Find "Where can you spot the lounge" in the entries below; copy that line through the last, exactly, with no pictures.

» DATA FOR REVIEW:
——
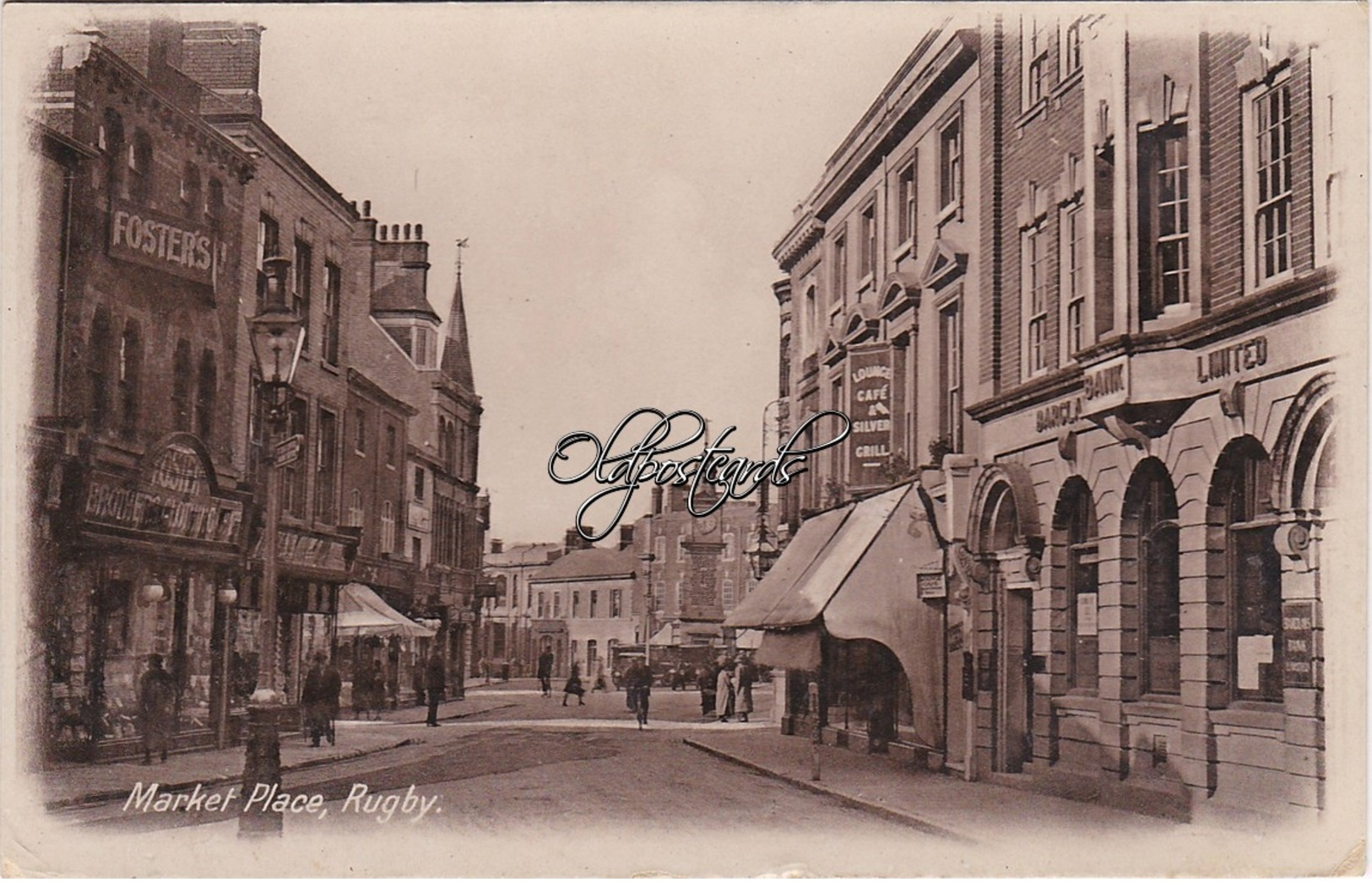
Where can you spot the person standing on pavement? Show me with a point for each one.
(435, 680)
(320, 699)
(157, 695)
(574, 684)
(724, 693)
(545, 673)
(744, 678)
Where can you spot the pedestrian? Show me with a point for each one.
(320, 699)
(638, 684)
(706, 684)
(377, 700)
(435, 680)
(744, 678)
(724, 693)
(361, 689)
(545, 673)
(574, 686)
(417, 684)
(157, 695)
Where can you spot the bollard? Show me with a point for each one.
(818, 732)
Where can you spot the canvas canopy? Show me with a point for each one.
(362, 614)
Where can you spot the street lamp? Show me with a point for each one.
(276, 335)
(762, 549)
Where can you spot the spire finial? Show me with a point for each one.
(461, 243)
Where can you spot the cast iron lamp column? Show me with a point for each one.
(276, 335)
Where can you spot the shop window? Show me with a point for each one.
(131, 377)
(269, 246)
(182, 377)
(191, 188)
(1271, 184)
(1154, 506)
(950, 165)
(907, 206)
(1253, 570)
(950, 377)
(1082, 586)
(302, 281)
(840, 270)
(327, 461)
(98, 369)
(140, 168)
(1163, 187)
(292, 475)
(214, 203)
(333, 306)
(867, 221)
(206, 395)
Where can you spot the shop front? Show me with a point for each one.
(855, 605)
(147, 565)
(1147, 549)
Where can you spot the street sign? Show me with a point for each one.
(289, 450)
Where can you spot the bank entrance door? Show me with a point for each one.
(1014, 706)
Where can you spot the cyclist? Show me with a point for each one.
(638, 684)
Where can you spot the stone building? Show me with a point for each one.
(138, 522)
(1121, 369)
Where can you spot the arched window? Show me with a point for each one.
(182, 387)
(191, 188)
(206, 394)
(131, 376)
(98, 369)
(1152, 505)
(1240, 500)
(140, 166)
(1076, 527)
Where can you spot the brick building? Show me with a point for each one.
(140, 524)
(1128, 398)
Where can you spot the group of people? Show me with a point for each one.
(726, 689)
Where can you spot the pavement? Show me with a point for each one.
(929, 801)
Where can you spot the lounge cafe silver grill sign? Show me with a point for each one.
(179, 246)
(870, 409)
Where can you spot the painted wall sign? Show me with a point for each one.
(1229, 360)
(870, 402)
(1299, 644)
(162, 512)
(164, 241)
(1058, 414)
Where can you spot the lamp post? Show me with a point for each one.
(276, 335)
(763, 549)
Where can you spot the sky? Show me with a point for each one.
(621, 171)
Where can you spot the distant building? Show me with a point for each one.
(508, 618)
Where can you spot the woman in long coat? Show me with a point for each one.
(574, 684)
(724, 693)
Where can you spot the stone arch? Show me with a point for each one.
(1304, 456)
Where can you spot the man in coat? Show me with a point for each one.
(545, 673)
(157, 695)
(435, 680)
(320, 699)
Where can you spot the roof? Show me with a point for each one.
(404, 294)
(590, 564)
(523, 555)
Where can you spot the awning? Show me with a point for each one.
(362, 614)
(796, 590)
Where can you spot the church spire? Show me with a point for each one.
(457, 353)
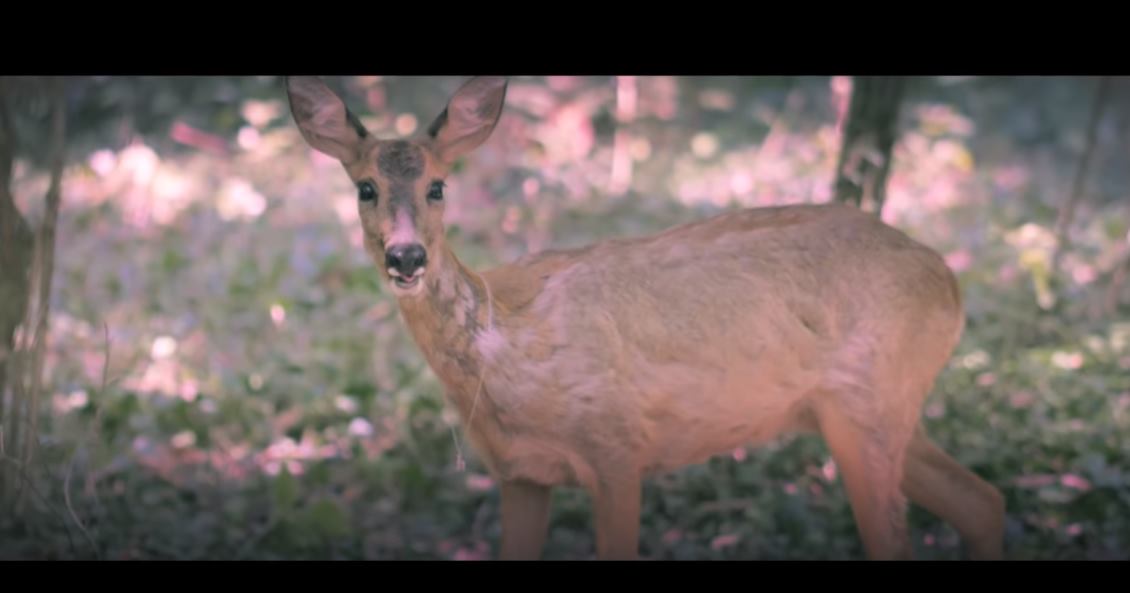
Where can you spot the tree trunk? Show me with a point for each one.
(868, 141)
(16, 252)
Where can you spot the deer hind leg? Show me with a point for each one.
(870, 461)
(616, 513)
(945, 488)
(524, 520)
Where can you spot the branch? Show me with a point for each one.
(45, 260)
(1067, 214)
(94, 424)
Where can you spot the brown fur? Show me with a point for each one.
(605, 365)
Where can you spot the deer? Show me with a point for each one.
——
» ANSWER TO THIS PROBLEM:
Where can you spot the lounge cafe silver grill sign? Show me with a point for each one.
(179, 246)
(870, 409)
Where can you spot the painted wall sign? Show me with a point for each one.
(1229, 360)
(870, 402)
(1299, 644)
(162, 512)
(164, 241)
(1058, 414)
Where can you spot the lamp post? Show me with a point for each one.
(276, 335)
(763, 549)
Where can you spot the sky? Show me with a point for each one.
(621, 171)
Where can you spot the distant building? Show me with a point for each one.
(508, 618)
Where can you spot the woman in long coat? Show me with a point for each one.
(574, 684)
(724, 693)
Where can you spot the stone arch? Show me with a point for each one.
(1304, 456)
Where can you spot the man in coat? Show me with a point for each one.
(545, 673)
(157, 695)
(435, 680)
(320, 699)
Where can you spot the roof? Show me with a point for each one.
(404, 294)
(590, 564)
(523, 555)
Where can you spot the awning? Show me with a point for each one.
(362, 614)
(796, 590)
Where can you spot the church spire? Show me with a point for each one.
(457, 353)
Where can you spot the tree trunk? Show me with a point for each one.
(868, 141)
(16, 252)
Where can you spot the deer hind leg? Show me with a point for each one.
(870, 461)
(616, 513)
(945, 488)
(524, 520)
Where can you spot the branch? Show me with a point for each one.
(45, 260)
(1067, 214)
(94, 424)
Where can you spot the brown fur? Show me with a point for each one.
(605, 365)
Where can you spot the deer? Show me with a point for each one.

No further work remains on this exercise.